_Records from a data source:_

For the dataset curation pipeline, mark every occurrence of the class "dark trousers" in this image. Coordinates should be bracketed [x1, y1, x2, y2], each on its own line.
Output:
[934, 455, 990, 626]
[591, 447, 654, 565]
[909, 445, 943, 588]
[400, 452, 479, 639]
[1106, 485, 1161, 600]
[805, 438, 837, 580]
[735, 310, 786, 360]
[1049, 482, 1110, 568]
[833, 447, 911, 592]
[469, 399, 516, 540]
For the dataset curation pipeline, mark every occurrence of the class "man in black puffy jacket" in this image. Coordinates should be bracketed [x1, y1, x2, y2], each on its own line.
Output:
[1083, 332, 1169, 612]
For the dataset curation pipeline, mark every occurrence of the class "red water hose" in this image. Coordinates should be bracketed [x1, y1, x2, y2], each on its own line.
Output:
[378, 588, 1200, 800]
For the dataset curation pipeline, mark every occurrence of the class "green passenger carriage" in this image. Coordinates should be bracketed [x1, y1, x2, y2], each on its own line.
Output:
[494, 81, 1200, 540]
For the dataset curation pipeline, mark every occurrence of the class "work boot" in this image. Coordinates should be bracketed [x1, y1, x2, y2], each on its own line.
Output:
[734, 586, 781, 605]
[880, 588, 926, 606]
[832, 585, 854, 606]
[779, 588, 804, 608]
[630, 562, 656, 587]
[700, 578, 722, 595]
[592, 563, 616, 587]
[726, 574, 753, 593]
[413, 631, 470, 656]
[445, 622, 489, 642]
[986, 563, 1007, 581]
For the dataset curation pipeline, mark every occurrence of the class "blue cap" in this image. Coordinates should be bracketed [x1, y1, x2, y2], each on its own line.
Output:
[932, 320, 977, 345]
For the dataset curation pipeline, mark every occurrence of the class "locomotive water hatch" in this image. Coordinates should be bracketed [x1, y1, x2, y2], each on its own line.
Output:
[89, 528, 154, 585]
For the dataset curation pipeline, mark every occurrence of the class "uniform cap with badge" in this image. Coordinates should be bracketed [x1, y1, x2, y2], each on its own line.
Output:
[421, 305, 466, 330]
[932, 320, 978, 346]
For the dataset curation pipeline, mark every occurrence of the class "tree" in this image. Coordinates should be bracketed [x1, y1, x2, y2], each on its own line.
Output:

_What this task involves:_ Report how many lines above hold the string "water", giving nothing but the number.

_Result:_ 2